◆ **TASK BRIEF**: The answer should consist of each line from the data below that includes "side".
** Opening DATASET CONTENT block **
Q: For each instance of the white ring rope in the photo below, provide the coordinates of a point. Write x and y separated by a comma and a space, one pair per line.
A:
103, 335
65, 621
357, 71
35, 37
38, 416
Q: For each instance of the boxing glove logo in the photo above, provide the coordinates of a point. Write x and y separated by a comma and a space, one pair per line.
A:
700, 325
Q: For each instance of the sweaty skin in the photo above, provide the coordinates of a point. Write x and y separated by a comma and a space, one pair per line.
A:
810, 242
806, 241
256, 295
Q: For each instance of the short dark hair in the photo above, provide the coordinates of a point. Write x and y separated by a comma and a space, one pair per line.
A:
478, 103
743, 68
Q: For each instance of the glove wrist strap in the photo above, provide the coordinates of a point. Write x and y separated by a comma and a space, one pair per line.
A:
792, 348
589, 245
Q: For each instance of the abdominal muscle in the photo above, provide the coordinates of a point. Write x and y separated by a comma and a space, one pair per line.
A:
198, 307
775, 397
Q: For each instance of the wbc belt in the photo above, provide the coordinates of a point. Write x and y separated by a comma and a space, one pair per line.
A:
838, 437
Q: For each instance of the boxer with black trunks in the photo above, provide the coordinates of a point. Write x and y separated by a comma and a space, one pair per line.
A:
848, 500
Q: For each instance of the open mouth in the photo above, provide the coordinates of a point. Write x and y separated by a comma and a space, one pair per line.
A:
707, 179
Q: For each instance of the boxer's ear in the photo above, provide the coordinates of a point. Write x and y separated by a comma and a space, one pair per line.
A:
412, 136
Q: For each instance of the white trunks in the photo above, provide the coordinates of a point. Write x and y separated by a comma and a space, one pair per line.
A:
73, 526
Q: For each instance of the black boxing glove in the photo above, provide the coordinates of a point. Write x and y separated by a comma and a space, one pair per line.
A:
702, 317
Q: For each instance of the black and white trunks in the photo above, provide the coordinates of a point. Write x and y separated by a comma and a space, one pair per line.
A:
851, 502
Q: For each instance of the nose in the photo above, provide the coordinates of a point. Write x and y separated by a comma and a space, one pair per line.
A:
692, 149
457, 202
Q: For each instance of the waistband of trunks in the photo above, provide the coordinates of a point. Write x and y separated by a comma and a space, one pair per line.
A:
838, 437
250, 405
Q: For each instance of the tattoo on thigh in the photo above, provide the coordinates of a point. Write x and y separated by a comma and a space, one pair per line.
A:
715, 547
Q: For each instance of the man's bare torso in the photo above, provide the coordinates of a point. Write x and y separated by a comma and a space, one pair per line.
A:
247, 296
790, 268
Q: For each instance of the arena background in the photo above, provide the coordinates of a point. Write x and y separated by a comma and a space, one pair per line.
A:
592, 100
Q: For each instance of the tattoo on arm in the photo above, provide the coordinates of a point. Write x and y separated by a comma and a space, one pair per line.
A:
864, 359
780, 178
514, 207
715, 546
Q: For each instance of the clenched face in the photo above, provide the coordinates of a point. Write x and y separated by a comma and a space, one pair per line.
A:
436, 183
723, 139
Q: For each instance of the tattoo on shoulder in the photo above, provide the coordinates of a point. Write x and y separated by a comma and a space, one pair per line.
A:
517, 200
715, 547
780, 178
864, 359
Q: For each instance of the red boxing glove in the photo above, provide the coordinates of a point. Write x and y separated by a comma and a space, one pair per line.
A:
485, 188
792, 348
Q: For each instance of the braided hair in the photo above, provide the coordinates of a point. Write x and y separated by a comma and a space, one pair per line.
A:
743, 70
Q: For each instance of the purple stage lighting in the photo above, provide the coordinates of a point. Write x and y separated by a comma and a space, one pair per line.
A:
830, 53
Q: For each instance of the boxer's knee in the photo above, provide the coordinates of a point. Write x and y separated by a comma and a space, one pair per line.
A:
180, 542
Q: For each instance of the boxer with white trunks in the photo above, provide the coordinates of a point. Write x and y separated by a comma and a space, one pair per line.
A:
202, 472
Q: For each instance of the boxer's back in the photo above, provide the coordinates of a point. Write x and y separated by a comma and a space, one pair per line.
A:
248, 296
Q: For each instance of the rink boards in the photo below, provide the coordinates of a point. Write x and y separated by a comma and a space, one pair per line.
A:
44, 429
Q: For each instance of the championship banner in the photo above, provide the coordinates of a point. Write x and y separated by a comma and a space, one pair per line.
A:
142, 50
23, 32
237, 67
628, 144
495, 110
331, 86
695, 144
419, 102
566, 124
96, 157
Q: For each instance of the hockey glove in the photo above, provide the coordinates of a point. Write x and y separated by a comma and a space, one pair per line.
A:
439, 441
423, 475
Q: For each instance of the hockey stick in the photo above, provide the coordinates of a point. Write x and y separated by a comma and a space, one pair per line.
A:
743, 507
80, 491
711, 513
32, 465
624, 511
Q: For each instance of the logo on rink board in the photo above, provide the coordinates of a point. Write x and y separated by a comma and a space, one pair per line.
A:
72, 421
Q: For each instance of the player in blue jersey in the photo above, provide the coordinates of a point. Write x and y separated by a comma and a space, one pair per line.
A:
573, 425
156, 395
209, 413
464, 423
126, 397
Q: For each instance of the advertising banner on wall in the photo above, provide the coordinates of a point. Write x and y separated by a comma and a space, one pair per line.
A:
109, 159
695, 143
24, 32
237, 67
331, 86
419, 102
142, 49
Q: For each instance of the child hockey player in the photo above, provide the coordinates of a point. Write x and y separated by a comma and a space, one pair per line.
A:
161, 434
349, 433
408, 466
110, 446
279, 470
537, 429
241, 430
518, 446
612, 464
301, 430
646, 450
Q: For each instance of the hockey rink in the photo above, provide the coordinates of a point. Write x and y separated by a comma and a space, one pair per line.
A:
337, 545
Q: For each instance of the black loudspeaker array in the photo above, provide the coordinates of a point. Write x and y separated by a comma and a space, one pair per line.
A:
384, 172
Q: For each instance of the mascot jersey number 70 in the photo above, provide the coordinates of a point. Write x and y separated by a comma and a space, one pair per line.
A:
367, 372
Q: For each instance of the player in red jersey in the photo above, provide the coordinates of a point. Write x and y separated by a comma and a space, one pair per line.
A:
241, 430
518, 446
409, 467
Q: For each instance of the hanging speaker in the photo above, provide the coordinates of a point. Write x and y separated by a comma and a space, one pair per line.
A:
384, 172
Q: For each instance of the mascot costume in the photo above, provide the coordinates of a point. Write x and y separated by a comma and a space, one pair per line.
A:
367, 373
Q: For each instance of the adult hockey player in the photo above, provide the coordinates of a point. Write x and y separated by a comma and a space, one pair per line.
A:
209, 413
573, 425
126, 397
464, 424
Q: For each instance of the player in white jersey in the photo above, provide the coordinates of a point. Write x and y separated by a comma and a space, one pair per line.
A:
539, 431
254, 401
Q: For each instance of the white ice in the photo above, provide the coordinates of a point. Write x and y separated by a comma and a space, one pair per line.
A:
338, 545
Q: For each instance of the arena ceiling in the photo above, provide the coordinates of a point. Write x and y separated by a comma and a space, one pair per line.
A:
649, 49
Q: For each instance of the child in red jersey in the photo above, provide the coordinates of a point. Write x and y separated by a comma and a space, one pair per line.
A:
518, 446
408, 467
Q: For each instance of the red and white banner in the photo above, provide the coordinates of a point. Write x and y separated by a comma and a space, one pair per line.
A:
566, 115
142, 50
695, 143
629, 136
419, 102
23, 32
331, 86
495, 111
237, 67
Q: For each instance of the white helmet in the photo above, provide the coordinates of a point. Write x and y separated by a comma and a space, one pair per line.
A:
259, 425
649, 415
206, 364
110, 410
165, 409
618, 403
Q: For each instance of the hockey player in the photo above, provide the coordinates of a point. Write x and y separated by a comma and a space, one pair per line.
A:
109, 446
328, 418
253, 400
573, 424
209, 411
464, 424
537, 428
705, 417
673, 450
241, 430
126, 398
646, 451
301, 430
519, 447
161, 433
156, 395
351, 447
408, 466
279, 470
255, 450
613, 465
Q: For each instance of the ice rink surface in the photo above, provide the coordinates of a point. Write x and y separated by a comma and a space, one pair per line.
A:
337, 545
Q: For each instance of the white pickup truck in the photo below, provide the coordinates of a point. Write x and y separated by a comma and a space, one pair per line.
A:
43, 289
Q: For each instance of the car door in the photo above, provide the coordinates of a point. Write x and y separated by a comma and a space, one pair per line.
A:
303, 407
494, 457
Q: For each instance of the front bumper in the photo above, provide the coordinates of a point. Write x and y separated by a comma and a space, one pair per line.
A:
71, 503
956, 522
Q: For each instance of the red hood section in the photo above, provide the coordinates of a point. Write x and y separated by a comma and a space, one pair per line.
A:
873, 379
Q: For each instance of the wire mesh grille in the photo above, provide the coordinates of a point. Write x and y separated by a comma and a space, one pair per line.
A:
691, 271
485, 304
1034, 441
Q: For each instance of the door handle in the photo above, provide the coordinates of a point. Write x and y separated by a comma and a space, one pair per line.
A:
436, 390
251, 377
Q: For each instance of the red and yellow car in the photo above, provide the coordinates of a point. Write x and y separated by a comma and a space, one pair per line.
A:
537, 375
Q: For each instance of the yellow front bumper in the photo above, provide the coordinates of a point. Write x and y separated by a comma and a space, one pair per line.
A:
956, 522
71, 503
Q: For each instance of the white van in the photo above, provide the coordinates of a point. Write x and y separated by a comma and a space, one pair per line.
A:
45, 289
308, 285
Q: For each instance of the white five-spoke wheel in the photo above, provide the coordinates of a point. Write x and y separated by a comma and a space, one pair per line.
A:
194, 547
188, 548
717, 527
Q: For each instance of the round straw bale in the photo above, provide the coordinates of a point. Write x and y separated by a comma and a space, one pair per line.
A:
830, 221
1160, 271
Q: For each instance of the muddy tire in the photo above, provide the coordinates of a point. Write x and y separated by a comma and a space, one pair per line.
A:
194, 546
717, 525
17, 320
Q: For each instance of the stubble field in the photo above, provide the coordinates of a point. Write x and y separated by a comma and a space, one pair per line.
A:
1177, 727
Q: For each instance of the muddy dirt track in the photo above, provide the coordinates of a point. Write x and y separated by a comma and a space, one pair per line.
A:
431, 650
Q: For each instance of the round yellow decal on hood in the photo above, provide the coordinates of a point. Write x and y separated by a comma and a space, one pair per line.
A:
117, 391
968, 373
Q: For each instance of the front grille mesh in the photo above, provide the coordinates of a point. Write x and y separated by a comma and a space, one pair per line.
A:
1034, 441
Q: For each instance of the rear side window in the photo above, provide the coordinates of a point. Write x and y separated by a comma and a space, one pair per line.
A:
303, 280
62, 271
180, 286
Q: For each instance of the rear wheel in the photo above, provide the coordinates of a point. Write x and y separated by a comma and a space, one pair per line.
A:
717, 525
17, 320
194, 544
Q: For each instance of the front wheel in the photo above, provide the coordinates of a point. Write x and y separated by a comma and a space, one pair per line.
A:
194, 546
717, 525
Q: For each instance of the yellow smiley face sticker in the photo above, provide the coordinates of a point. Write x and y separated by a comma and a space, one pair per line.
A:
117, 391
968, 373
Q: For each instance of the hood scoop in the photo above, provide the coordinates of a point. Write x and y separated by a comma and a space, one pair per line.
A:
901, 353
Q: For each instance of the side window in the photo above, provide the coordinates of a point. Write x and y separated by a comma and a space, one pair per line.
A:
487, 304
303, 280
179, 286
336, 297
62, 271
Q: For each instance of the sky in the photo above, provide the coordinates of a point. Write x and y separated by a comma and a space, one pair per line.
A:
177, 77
** Closing DATASET CONTENT block **
◆ **TASK SOLUTION**:
Q: For each instance of the rear side window in the photo above, provide the coordinates of a point. Write x and y separated by a comma and a space, one pair per line.
Q: For each instance of the side window in the photo above, provide the coordinates of a point. Write x and y separated by a comma and a space, one pair per line.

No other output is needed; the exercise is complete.